Exercise requirements:
**1.** In the letter-of-credit passage, what port of loading does the bill of lading show?
**2.** Retype part of the letter-of-credit passage word for word. Begin at the words that include "1. The condition" and stop after "by a chamber of commerce.".

Quoted text:

*****

Where a credit requires that a certificate of origin be issued by a chamber of commerce, the following criteria will apply.
1. The condition is satisfied if the document is issued by a chamber of commerce, i.e. on its letterhead or specified form _ even though the detail(s) may have been completed by the beneficiary and the chamber merely signs.
2. Another acceptable alternative to this would be where the document is "neutral", i.e. it is not on headed paper but within the body there is evidence of completion and/or signature of a chamber of commerce.
3. A document issued on the letterhead of the beneficiary or any other party (one that is not a chamber of commerce) would not be seen to comply with a requirement of "issued" by a chamber of commerce.
From the information supplied, the certificate of origin complies with the credit terms and conditions.
Article 23
Where two vessels are quoted but only one port, does the bill of lading require an on board notation stating the name of the vessel?
We refer to the ICC opinion under document 470/TA.312 and inform you that we, as the nominated bank, recently had a dispute with an issuing bank in Country H on the interpretation of the said ICC opinion vis-_45;vis our case which is as follows:
The L/C requires presentation of a marine B/L evidencing shipment from Izmir/Turkey to Huangpu/China. The B/L presented to us contained shipment information in the respective boxes as:
Pre-carriage by Vessel V Place of receipt blank Ocean Vessel Vessel C Port of Loading Izmir/Turkey Port of Discharge Huangpu/China Via Gioia Tauro and Hong Kong
The 'received' type B/L evidences shipment by containers and bears a dated on board notation.
The issuing bank's advice of discrepancy (MT734) stated: 'B/L without showing the actual vessel name on on board notation', followed by another message referring to TA.312 in support of its action.

*****

Data listing:
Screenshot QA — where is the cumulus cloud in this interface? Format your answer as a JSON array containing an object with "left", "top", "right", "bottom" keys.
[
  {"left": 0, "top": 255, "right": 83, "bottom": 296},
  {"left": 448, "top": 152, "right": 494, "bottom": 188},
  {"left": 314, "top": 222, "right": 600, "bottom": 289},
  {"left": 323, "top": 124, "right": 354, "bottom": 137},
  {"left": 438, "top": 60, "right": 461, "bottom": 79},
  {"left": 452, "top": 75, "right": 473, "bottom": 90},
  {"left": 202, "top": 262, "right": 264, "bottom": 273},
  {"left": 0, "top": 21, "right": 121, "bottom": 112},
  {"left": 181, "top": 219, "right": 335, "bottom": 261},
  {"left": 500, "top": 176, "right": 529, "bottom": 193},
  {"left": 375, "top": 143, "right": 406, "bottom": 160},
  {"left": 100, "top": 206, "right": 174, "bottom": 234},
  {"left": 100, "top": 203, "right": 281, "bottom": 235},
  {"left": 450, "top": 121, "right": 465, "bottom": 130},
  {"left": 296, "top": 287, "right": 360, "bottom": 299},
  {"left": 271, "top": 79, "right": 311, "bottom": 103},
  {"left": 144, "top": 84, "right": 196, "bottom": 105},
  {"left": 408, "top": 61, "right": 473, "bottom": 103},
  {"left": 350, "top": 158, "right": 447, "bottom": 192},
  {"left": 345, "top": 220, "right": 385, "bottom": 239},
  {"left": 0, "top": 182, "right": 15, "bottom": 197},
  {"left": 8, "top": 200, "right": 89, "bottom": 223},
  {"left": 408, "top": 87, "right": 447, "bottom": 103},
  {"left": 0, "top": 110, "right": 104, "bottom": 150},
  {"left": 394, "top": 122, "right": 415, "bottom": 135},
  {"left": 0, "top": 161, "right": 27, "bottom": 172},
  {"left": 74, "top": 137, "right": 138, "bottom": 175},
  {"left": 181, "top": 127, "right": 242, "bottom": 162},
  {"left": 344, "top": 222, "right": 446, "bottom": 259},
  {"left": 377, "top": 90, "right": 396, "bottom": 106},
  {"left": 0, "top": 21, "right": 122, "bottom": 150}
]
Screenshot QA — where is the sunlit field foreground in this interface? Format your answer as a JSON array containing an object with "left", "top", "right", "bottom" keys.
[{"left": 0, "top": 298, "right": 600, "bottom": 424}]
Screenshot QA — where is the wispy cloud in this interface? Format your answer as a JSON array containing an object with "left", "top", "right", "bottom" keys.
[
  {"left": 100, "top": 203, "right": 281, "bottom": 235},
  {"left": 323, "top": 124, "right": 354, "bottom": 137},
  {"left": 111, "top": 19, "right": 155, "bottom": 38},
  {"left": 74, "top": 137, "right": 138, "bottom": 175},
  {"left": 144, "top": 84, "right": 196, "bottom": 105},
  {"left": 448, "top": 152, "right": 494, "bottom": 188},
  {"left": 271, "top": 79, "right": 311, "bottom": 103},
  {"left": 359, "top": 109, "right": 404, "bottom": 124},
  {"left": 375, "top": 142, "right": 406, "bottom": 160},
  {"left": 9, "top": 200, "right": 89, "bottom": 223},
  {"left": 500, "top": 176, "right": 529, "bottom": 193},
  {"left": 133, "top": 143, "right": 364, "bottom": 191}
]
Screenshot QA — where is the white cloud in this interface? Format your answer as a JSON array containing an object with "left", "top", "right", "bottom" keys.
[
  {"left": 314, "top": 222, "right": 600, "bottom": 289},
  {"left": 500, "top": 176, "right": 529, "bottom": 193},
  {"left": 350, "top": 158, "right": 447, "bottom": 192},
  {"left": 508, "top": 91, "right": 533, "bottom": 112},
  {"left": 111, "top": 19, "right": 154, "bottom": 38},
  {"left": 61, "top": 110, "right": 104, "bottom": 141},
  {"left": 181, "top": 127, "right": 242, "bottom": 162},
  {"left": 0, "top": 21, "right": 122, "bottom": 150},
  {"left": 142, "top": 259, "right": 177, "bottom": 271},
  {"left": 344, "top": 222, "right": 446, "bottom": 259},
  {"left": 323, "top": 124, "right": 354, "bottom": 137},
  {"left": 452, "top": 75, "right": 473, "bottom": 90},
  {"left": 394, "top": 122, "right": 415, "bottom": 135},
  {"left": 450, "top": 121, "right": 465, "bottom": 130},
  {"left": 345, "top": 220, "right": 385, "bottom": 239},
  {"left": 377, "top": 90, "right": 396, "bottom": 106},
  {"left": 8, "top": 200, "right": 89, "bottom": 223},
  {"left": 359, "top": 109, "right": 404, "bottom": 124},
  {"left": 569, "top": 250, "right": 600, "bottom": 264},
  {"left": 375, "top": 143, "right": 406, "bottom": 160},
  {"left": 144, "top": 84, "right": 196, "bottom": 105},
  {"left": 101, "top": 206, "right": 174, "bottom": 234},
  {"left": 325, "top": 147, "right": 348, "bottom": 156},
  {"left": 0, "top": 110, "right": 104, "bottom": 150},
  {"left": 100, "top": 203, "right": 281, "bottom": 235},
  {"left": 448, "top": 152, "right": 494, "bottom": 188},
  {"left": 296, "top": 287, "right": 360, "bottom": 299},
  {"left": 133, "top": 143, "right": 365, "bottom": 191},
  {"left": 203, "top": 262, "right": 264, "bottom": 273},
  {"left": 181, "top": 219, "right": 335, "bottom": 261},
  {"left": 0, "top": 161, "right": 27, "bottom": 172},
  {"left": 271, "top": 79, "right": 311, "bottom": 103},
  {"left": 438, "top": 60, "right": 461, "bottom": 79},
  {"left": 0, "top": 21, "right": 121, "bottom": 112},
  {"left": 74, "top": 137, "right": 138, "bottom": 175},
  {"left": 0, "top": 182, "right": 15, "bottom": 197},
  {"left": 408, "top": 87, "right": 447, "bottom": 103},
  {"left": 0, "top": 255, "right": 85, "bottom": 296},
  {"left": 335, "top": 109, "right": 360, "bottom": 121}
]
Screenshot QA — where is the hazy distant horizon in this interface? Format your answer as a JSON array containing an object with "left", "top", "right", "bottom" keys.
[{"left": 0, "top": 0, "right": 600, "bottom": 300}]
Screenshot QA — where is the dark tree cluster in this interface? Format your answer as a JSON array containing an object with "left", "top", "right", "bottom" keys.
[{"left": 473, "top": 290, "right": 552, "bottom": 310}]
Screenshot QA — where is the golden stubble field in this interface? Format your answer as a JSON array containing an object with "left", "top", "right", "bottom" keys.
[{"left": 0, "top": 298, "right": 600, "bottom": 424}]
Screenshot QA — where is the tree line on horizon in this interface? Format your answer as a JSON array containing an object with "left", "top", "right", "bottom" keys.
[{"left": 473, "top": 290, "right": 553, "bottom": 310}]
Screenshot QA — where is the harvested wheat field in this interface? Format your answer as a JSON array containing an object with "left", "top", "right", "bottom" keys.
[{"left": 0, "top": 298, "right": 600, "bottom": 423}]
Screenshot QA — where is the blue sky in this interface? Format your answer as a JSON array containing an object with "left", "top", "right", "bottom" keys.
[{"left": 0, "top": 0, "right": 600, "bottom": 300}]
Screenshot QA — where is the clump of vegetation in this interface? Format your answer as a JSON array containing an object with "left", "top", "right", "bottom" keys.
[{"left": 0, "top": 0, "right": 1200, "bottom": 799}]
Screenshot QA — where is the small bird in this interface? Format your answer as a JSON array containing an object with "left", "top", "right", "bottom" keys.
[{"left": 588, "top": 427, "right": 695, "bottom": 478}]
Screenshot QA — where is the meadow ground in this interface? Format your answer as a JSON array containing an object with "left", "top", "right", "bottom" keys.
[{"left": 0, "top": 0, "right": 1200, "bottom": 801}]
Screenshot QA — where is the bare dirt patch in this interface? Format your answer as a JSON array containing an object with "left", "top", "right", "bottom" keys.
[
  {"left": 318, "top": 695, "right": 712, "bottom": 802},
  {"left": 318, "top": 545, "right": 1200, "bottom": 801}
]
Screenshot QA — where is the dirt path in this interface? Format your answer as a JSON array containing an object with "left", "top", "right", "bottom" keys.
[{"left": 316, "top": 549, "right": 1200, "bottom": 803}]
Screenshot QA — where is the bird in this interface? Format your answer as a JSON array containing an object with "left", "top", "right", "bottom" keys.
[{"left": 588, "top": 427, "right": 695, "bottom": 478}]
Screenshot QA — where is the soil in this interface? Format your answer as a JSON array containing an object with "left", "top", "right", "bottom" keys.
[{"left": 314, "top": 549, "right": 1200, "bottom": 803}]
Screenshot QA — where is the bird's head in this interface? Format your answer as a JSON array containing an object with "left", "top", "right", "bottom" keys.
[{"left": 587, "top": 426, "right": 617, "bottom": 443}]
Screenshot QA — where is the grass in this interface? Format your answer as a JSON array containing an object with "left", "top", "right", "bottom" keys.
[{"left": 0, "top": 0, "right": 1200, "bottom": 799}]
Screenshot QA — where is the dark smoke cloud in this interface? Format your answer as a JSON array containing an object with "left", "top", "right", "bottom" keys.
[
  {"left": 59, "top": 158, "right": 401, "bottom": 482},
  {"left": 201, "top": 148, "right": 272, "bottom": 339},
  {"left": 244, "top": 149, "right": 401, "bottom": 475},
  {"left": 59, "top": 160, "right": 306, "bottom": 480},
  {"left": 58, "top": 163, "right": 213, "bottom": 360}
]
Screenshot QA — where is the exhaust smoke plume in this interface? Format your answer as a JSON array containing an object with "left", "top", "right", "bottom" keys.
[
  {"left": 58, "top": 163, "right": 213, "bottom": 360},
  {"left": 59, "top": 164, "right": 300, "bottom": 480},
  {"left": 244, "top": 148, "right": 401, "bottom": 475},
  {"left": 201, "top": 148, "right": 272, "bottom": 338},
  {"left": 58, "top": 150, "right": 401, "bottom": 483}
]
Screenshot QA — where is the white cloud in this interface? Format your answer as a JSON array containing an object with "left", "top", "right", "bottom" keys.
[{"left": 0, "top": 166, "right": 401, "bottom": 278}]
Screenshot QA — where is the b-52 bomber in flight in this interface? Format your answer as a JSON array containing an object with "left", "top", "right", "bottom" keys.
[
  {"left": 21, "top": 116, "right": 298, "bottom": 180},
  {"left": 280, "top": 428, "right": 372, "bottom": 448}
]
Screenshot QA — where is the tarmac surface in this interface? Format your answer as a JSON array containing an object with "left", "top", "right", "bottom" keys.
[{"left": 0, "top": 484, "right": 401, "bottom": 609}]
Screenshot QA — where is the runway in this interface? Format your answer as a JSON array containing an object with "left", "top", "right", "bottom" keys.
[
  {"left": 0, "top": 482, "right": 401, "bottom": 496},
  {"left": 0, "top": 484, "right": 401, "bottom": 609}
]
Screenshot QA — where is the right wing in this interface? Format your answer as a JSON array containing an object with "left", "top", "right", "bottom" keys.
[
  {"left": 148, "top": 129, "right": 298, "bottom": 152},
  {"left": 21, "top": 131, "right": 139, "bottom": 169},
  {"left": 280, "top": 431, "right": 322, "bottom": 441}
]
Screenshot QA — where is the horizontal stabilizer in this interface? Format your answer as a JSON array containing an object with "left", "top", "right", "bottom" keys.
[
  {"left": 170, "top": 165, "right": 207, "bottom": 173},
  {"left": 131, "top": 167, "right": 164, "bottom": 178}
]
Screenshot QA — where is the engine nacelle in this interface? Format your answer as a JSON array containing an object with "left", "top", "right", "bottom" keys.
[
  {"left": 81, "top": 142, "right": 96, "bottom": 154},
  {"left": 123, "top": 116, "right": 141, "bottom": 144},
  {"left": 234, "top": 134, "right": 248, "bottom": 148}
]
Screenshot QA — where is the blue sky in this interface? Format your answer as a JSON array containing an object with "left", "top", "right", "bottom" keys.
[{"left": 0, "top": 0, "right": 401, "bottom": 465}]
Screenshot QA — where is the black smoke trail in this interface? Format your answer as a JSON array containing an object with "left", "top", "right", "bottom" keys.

*****

Responses to the tasks:
**1.** Izmir/Turkey

**2.**
1. The condition is satisfied if the document is issued by a chamber of commerce, i.e. on its letterhead or specified form _ even though the detail(s) may have been completed by the beneficiary and the chamber merely signs.
2. Another acceptable alternative to this would be where the document is "neutral", i.e. it is not on headed paper but within the body there is evidence of completion and/or signature of a chamber of commerce.
3. A document issued on the letterhead of the beneficiary or any other party (one that is not a chamber of commerce) would not be seen to comply with a requirement of "issued" by a chamber of commerce.